### EXERCISE
Reproduce the entire listing below word for word, leaving every line unchanged.

### Object pointing dataset rows
>>>>>

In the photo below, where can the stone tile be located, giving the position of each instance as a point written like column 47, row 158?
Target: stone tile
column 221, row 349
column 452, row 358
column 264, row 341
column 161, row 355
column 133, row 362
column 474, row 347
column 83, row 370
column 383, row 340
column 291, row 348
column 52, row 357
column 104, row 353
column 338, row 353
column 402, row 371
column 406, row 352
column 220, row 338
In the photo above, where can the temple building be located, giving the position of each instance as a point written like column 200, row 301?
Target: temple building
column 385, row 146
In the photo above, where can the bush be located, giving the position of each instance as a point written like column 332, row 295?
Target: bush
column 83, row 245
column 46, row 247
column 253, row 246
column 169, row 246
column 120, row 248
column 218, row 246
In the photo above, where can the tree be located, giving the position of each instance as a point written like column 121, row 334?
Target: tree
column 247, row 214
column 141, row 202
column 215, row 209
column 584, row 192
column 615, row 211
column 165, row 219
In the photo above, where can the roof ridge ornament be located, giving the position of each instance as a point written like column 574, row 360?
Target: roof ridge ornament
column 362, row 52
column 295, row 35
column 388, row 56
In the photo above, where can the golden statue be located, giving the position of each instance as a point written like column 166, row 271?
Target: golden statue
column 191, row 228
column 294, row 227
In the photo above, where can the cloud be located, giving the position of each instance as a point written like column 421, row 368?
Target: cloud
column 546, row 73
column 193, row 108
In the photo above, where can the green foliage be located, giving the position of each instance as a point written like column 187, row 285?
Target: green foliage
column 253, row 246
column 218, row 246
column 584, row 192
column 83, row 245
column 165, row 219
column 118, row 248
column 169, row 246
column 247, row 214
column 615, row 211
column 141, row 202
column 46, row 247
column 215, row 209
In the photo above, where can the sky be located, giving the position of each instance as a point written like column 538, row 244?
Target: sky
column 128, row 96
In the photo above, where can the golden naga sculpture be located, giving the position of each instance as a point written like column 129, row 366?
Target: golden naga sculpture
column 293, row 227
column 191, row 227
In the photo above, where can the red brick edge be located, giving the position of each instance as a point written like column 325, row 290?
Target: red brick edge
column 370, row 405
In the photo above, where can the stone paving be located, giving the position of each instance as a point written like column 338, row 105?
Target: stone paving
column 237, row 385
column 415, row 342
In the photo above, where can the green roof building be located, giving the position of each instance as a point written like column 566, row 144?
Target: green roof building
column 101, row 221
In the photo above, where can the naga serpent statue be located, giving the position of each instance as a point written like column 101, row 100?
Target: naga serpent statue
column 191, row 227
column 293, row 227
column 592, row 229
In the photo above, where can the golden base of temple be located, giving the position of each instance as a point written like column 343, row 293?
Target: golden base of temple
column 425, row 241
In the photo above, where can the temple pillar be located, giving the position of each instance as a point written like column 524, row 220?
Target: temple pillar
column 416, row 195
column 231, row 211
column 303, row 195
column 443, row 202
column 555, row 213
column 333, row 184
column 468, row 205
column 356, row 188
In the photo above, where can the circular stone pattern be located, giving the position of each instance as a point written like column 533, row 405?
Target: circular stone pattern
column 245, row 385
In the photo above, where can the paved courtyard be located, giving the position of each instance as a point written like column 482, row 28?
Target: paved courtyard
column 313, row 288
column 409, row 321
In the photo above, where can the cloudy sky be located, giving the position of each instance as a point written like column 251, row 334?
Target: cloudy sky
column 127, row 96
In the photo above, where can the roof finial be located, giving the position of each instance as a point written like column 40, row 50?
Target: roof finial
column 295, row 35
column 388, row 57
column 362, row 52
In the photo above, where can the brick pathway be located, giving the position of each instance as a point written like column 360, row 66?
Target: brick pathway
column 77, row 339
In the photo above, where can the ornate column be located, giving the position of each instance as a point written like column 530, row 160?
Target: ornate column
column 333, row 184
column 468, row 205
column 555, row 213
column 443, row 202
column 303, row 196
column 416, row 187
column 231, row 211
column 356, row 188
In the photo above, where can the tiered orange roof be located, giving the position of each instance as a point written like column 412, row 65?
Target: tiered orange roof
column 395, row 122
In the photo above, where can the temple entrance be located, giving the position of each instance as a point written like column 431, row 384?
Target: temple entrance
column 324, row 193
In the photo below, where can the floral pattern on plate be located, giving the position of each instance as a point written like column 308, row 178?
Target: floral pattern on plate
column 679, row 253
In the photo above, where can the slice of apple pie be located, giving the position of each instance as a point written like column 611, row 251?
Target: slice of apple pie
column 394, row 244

<<<<<

### FINISHED ANSWER
In the photo below, where can the stone tile be located, giving the position of each instance as a point written like column 47, row 158?
Target: stone tile
column 221, row 349
column 452, row 358
column 264, row 341
column 161, row 355
column 133, row 362
column 474, row 347
column 83, row 370
column 383, row 340
column 291, row 348
column 52, row 357
column 104, row 353
column 338, row 353
column 402, row 371
column 406, row 352
column 220, row 338
In the photo above, where can the temple building be located, giving the position of each instance as a point written like column 200, row 301?
Target: temple building
column 385, row 146
In the photo above, where can the bush be located, giving the position of each instance as a point written like column 332, row 295?
Target: bush
column 83, row 245
column 46, row 247
column 253, row 246
column 169, row 246
column 120, row 248
column 218, row 246
In the photo above, where can the tree be located, giving the position of each instance as a point written like column 121, row 334?
Target: tree
column 247, row 214
column 141, row 202
column 215, row 209
column 584, row 192
column 615, row 211
column 165, row 219
In the photo above, where can the roof ridge ornament be located, giving the position of each instance as a point written like column 574, row 360?
Target: roof ridge ornament
column 362, row 52
column 295, row 35
column 388, row 56
In the photo above, where can the golden statue be located, giving the position of each instance as a point written like column 166, row 271?
Target: golden statue
column 191, row 228
column 294, row 227
In the photo above, where can the cloud be located, giving the position of each instance as a point written like column 421, row 368?
Target: cloud
column 546, row 73
column 193, row 108
In the photo above, where can the green foliage be located, giving the position of each instance as a point written like column 187, row 285?
Target: green foliage
column 253, row 246
column 218, row 246
column 584, row 192
column 83, row 245
column 165, row 219
column 118, row 248
column 169, row 246
column 247, row 214
column 615, row 211
column 141, row 202
column 46, row 247
column 215, row 209
In the photo above, where can the sky be located, giving the position of each instance as a point written like column 538, row 244?
Target: sky
column 128, row 96
In the photo above, where can the golden naga sculpture be located, giving the position of each instance as a point written like column 129, row 366?
Target: golden naga sculpture
column 293, row 227
column 191, row 227
In the photo above, where can the red brick edge be located, giving the position of each instance as a point written like column 325, row 290?
Target: red brick edge
column 370, row 405
In the photo above, where can the stone paving be located, giving the position of each instance as a point written like column 338, row 105?
Target: stone paving
column 237, row 385
column 415, row 342
In the photo above, where can the green roof building be located, giving the position of each instance as a point written like column 566, row 144?
Target: green roof building
column 101, row 221
In the photo above, where can the naga serpent statue be located, giving the position of each instance as a point written like column 101, row 100?
Target: naga serpent statue
column 191, row 227
column 293, row 227
column 592, row 229
In the photo above, where can the golden base of temple be located, giving the position of each instance as a point written like column 343, row 293?
Target: golden base of temple
column 425, row 241
In the photo above, where can the temple pillar be located, giving the position of each instance as a point written like column 524, row 220?
Target: temple pillar
column 416, row 195
column 231, row 211
column 303, row 195
column 443, row 202
column 555, row 213
column 333, row 184
column 468, row 205
column 356, row 188
In the photo above, where can the circular stone pattern be located, giving the position of each instance as a point written like column 533, row 405?
Target: circular stone pattern
column 245, row 385
In the photo above, where can the paved courtyard be located, giving the position of each instance as a point written like column 482, row 28?
Target: paved courtyard
column 313, row 288
column 409, row 321
In the photo above, where can the cloudy sky be located, giving the position of each instance as a point written like column 251, row 334?
Target: cloudy sky
column 127, row 96
In the photo above, where can the roof finial be located, giving the position of each instance as a point written like column 40, row 50?
Target: roof finial
column 295, row 35
column 388, row 57
column 362, row 52
In the photo above, where can the brick pathway be located, giving the position of each instance as a point written like column 360, row 66?
Target: brick pathway
column 77, row 339
In the photo above, where can the ornate column be located, giving the position of each instance as a point written like column 530, row 160?
Target: ornate column
column 333, row 184
column 468, row 205
column 555, row 213
column 443, row 202
column 303, row 196
column 416, row 187
column 231, row 211
column 356, row 188
In the photo above, where can the tiered orange roof be located, giving the position of each instance as a point written like column 412, row 65?
Target: tiered orange roof
column 395, row 122
In the photo above, where can the temple entrance be located, giving the position of each instance as a point written like column 431, row 384?
Target: temple entrance
column 324, row 193
In the photo below, where can the floral pattern on plate be located, giving the position of each instance as a point written like column 308, row 178?
Target: floral pattern on plate
column 679, row 253
In the photo above, where can the slice of apple pie be located, giving the position of each instance as a point written like column 611, row 251?
Target: slice of apple pie
column 394, row 244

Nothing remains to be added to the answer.